** start LISTING **
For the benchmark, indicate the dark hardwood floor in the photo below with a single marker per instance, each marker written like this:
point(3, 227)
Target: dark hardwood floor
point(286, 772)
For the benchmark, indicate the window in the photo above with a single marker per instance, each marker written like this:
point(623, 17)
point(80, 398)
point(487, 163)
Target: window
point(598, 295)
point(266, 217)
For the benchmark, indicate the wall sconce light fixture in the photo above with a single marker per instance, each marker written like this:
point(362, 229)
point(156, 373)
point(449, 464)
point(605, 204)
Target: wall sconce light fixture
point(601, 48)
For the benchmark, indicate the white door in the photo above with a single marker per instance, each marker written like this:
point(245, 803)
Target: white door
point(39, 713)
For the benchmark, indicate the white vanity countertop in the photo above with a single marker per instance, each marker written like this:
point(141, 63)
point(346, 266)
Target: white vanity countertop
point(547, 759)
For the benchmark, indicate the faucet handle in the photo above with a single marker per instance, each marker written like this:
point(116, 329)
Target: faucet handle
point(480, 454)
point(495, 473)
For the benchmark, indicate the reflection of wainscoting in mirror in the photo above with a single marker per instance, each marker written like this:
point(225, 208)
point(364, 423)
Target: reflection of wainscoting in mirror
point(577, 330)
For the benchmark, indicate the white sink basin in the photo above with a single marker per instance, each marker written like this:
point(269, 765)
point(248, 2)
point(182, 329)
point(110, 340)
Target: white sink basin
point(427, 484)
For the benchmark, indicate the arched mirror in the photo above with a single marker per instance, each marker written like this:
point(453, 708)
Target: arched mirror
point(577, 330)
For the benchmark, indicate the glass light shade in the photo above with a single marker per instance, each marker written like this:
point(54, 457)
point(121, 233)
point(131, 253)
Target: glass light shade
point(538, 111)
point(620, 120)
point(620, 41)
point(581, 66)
** end LISTING **
> **TASK OBJECTIVE**
Please copy the items above word for word.

> **EXERCISE ANSWER**
For the benchmark, indicate the dark hardwood floor in the photo below with a single marker per instance, each marker written like this:
point(3, 227)
Target: dark hardwood floor
point(286, 772)
For the benchmark, indicate the window in the photo above with a single marker per instance, each marker written like this:
point(623, 17)
point(80, 398)
point(487, 163)
Target: window
point(598, 295)
point(266, 217)
For the benchmark, indicate the wall sconce light fixture in the photo above with a single marker per instance, each marker written like this:
point(362, 229)
point(156, 373)
point(449, 464)
point(605, 204)
Target: wall sconce light fixture
point(601, 48)
For the benchmark, indicate the white door in the photo above with a single marker per instance, each marker written like this:
point(245, 803)
Target: white door
point(39, 713)
For the benchmark, indicate the white vanity countertop in the photo above with a single marker per instance, each marker written like this:
point(141, 63)
point(346, 266)
Target: white vanity countertop
point(547, 759)
For the benchmark, indicate the faucet handle in the photo above with a single marker per instance, each marker written like this:
point(116, 329)
Target: faucet handle
point(480, 454)
point(495, 473)
For the benchmark, indicate the reflection of wainscoting in mirror in the photo above with a single marker per instance, each marker written like this:
point(225, 208)
point(364, 423)
Target: reflection of wainscoting in mirror
point(577, 330)
For the benchmark, indicate the white sink basin in the photo above with a single marker per instance, each marker written like this:
point(269, 765)
point(248, 2)
point(182, 329)
point(110, 340)
Target: white sink basin
point(427, 484)
For the benchmark, indicate the arched mirror in the photo above with a single marker per instance, each marker written like this:
point(453, 708)
Target: arched mirror
point(577, 330)
For the benchmark, indicate the glass light shade in the photo above with a single marker per instance, each marker written like this:
point(54, 457)
point(121, 233)
point(131, 253)
Target: glass light shade
point(538, 111)
point(620, 120)
point(620, 41)
point(581, 66)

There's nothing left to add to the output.